Records excerpted from a collection
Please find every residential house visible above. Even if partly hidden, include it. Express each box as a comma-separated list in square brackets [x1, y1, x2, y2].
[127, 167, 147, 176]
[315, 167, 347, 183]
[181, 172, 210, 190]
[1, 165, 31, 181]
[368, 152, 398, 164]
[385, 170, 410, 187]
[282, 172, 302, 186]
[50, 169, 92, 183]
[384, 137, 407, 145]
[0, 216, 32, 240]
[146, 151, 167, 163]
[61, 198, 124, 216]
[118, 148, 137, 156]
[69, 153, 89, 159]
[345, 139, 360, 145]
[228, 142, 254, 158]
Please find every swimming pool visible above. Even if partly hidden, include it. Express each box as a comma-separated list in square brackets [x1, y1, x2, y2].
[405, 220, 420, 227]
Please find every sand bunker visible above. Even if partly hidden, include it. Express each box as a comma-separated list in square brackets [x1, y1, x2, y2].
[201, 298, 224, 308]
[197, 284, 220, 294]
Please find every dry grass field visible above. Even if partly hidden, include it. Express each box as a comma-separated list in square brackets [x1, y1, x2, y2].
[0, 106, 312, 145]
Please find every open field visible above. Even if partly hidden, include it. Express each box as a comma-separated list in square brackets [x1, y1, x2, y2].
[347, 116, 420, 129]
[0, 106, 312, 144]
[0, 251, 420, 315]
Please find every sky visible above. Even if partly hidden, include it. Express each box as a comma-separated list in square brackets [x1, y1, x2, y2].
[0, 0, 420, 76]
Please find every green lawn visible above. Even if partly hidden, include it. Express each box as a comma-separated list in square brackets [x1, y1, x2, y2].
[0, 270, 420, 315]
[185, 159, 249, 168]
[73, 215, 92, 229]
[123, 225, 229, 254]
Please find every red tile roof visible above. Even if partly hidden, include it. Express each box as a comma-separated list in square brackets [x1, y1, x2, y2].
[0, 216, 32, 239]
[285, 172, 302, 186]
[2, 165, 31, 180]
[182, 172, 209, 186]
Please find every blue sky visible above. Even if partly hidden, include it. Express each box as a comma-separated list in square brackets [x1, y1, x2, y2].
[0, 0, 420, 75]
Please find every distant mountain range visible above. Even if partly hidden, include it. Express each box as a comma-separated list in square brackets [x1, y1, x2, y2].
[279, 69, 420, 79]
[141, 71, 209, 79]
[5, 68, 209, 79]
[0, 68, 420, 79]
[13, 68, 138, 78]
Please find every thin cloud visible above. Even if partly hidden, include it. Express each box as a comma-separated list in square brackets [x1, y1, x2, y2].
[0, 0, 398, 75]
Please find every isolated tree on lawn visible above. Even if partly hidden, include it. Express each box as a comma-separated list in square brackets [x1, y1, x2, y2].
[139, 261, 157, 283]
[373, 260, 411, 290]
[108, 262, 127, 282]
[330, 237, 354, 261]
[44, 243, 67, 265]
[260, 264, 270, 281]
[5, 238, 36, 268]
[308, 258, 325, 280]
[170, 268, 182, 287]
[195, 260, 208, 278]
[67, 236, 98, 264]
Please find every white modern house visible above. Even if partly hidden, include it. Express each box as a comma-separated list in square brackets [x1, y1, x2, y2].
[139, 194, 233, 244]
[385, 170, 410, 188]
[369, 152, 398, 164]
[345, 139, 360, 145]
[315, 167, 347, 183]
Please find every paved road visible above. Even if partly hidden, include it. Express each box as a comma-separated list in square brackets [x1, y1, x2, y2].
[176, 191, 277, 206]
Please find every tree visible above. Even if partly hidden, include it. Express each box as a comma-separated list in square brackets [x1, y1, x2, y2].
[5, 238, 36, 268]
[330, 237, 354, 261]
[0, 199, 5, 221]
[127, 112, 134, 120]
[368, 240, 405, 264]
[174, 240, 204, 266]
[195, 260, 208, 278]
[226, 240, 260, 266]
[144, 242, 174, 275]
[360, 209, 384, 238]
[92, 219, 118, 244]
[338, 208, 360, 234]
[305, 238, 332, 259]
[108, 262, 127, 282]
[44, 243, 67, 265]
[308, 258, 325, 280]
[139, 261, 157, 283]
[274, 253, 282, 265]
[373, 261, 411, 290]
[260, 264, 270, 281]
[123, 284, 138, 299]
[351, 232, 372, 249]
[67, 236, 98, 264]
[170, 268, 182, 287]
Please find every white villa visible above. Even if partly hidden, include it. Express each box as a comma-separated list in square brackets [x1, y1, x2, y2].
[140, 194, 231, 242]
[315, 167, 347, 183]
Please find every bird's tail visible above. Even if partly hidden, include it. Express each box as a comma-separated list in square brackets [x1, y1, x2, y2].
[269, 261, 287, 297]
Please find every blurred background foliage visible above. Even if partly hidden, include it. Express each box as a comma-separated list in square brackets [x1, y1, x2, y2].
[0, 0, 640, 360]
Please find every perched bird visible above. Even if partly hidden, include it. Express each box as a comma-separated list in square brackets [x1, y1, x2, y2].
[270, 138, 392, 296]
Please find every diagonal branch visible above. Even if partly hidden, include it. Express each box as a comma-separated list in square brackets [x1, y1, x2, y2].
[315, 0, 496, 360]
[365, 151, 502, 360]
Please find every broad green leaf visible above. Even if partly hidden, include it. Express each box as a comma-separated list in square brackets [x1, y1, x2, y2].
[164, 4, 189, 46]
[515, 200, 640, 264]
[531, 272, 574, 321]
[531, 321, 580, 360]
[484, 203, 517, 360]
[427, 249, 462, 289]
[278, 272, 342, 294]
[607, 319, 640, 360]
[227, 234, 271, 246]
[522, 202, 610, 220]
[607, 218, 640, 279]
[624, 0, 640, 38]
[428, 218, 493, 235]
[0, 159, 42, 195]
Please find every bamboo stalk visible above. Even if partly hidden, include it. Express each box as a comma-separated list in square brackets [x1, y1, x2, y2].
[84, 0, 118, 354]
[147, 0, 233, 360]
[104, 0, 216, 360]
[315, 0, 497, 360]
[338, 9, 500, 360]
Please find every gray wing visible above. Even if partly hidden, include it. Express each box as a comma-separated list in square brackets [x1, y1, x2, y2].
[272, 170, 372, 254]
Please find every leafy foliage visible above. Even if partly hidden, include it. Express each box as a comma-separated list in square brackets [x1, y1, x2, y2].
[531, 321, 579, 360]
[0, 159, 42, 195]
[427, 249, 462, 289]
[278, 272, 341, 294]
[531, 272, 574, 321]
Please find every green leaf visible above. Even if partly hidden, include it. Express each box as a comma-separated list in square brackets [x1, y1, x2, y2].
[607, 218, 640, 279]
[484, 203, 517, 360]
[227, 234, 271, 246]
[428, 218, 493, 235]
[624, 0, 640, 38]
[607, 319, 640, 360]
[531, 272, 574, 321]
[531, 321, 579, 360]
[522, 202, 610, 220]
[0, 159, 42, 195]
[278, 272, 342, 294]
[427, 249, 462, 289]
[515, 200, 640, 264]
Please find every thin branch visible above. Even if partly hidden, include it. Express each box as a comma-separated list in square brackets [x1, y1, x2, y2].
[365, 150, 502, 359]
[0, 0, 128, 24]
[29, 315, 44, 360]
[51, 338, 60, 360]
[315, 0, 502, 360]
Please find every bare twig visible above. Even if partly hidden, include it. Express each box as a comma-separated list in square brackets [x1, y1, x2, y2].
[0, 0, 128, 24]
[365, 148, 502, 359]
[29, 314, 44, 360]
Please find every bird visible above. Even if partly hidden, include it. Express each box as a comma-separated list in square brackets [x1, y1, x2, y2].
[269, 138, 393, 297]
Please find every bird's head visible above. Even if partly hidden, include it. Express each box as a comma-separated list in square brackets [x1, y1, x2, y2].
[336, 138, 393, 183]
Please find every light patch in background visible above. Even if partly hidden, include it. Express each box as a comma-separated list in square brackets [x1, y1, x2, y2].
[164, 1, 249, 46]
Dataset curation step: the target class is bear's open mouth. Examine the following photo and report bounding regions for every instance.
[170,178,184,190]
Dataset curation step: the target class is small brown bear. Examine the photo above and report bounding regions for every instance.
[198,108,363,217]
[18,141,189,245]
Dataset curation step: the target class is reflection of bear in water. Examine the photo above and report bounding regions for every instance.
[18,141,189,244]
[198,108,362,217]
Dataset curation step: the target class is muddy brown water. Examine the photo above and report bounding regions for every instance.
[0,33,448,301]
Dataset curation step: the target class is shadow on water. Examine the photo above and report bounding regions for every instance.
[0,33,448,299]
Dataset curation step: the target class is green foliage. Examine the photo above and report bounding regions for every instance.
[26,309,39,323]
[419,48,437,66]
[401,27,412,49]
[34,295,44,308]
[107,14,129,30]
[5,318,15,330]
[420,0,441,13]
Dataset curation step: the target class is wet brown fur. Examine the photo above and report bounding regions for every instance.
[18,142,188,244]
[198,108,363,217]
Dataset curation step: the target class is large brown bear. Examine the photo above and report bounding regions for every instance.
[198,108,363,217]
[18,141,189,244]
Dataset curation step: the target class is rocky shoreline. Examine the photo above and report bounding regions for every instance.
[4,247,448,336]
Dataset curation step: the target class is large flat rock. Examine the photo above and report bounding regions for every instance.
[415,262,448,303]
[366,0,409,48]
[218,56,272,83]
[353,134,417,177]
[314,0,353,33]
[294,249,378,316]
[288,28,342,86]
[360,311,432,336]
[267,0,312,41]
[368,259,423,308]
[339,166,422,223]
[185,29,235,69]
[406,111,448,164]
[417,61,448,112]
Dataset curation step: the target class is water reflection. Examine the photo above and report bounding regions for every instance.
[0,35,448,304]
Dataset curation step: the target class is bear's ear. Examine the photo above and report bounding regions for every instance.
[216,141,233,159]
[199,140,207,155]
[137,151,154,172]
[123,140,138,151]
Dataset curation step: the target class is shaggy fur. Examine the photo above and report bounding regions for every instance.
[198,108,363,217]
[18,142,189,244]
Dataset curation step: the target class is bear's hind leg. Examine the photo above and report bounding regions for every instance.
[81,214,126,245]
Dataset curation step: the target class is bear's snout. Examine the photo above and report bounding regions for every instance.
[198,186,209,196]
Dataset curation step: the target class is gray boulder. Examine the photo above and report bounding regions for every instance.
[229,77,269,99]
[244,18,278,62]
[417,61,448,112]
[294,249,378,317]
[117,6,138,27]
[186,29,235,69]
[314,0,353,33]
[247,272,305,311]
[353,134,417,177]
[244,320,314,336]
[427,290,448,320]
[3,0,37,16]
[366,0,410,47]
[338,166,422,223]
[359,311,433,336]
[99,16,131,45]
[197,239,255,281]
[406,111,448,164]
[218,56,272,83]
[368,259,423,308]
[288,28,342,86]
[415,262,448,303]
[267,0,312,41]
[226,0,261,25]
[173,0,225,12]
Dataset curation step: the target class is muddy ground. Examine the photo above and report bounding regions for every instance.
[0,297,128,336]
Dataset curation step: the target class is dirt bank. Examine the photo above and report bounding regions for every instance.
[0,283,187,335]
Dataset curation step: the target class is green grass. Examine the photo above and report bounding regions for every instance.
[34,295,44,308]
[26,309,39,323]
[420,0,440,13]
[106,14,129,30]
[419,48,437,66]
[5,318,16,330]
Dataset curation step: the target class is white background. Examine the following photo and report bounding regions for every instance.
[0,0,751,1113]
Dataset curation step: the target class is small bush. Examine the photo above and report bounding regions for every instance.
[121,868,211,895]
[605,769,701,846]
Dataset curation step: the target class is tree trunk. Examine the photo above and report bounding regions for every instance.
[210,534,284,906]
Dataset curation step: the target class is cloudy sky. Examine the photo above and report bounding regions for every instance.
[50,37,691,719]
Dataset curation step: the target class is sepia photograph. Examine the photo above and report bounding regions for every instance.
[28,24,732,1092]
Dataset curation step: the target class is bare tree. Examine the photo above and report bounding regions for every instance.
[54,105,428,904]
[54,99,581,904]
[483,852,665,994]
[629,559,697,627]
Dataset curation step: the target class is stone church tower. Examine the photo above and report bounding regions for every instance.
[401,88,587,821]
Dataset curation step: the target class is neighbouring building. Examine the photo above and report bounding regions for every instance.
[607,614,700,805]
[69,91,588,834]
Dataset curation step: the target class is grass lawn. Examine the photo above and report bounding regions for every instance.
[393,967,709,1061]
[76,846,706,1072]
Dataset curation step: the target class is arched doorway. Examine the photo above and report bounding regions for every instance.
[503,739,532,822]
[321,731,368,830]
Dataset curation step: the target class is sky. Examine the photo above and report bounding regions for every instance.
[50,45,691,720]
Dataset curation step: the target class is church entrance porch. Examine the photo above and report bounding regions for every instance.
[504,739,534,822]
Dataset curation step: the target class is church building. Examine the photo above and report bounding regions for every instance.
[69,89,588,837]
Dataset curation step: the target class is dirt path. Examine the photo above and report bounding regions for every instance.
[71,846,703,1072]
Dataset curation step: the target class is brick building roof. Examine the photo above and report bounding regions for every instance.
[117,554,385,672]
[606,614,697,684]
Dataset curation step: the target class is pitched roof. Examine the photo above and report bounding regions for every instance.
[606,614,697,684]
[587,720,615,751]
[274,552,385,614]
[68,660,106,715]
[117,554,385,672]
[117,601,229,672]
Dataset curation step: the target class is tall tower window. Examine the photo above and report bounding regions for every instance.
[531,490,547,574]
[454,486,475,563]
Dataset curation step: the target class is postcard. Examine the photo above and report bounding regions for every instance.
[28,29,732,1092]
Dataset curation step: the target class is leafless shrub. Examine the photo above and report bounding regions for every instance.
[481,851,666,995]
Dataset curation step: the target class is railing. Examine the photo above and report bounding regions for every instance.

Written problem
Transcribe the listing from its first line through the line containing "[0, 0, 420, 75]", inclusive, reproducing every line in that span without alteration.

Solved problem
Please find every residential house visible above. Even if partly hidden, include it. Express each box as a comma-separated list in square brackets [x1, y1, x2, y2].
[127, 167, 147, 176]
[315, 167, 347, 183]
[181, 172, 210, 190]
[1, 165, 31, 181]
[368, 152, 398, 164]
[385, 170, 410, 187]
[282, 172, 302, 186]
[50, 169, 92, 183]
[384, 137, 407, 145]
[0, 216, 32, 240]
[146, 151, 167, 163]
[61, 198, 124, 216]
[118, 148, 137, 156]
[69, 153, 89, 159]
[345, 139, 360, 145]
[228, 142, 254, 158]
Please find every swimming pool visible above. Even if partly hidden, include it. Express each box as a comma-separated list in square brackets [x1, y1, x2, y2].
[405, 220, 420, 227]
Please find every sand bunker visible above. Even if partly hidden, include it. Express each box as a comma-separated list in square brackets [x1, y1, x2, y2].
[201, 298, 224, 308]
[197, 284, 220, 294]
Please find every dry grass field visible above. Even if partly hidden, include it. Express each box as a comma-separated list in square brackets [x1, y1, x2, y2].
[0, 106, 312, 145]
Please find every open field visible above. Even if partly hidden, include it. Express each box as a comma-separated list in square brackets [x1, y1, x2, y2].
[347, 116, 420, 129]
[0, 106, 312, 144]
[0, 251, 420, 315]
Please find every sky visible above. Even if partly hidden, include it. Express each box as a comma-separated list in square brackets [x1, y1, x2, y2].
[0, 0, 420, 76]
Please find every green lawn visible above. Even if partly hidden, include it. Express each box as a comma-separated list in square brackets [x1, y1, x2, y2].
[0, 270, 420, 315]
[185, 159, 249, 168]
[73, 215, 92, 229]
[123, 225, 229, 254]
Please find every red tile roof visible above. Even if partly hidden, include it. Express each box as a comma-separated list in square brackets [x1, y1, x2, y2].
[0, 216, 32, 239]
[285, 172, 302, 186]
[2, 165, 31, 180]
[182, 172, 209, 186]
Please find every blue sky visible above. Even if partly hidden, include it. Express each box as a comma-separated list in square brackets [x1, y1, x2, y2].
[0, 0, 420, 75]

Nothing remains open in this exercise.